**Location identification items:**
══════════

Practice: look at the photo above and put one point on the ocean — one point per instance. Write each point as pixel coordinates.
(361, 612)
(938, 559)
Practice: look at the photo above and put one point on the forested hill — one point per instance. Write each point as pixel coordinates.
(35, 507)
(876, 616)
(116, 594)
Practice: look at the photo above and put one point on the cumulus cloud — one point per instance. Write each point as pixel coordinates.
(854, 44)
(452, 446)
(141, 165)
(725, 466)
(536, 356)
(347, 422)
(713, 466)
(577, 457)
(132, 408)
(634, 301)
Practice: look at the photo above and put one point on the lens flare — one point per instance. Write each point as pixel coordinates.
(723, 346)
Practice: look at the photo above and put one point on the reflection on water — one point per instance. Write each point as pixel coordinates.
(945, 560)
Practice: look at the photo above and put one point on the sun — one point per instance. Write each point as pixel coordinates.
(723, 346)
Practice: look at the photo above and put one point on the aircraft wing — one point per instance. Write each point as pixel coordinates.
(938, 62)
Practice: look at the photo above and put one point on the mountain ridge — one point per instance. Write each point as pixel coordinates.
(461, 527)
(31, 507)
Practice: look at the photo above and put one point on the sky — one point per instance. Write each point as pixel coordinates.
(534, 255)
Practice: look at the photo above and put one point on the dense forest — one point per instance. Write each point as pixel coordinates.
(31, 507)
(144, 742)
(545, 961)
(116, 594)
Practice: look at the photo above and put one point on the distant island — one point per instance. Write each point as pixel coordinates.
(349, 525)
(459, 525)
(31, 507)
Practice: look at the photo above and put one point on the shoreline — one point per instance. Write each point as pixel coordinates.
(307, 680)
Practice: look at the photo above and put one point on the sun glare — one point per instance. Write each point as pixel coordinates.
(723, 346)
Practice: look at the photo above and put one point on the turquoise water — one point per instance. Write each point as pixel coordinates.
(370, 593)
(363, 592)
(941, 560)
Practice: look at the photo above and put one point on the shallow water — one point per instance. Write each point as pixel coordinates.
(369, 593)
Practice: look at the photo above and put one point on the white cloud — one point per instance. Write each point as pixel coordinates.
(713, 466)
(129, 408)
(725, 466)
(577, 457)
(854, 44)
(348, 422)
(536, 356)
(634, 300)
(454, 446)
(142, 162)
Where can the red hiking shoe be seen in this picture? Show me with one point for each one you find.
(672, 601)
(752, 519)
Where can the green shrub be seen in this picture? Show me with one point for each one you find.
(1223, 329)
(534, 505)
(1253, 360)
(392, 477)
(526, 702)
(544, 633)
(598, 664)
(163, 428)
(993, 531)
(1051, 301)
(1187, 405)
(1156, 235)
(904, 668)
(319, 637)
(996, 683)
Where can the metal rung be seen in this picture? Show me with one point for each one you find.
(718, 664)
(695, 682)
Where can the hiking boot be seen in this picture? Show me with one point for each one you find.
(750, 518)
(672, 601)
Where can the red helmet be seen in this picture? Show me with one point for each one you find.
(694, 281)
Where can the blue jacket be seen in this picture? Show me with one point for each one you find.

══════════

**Requirements:** Repeat exactly the lines above, starting with the line that contains "Where can the metal" and ending with the last line, both included, and nothing else.

**Exercise solution:**
Where can the metal rung be seen in this picture? Show me with one point for each one you find.
(718, 664)
(695, 682)
Where can the hiking boot be seen in this picture? Show me with one point for each one you find.
(750, 518)
(672, 601)
Where can the red helmet be seen in this picture? Show me with one point for each one you find.
(694, 281)
Where can the blue jacket be seen in this picture? Show me with one point for each one you find.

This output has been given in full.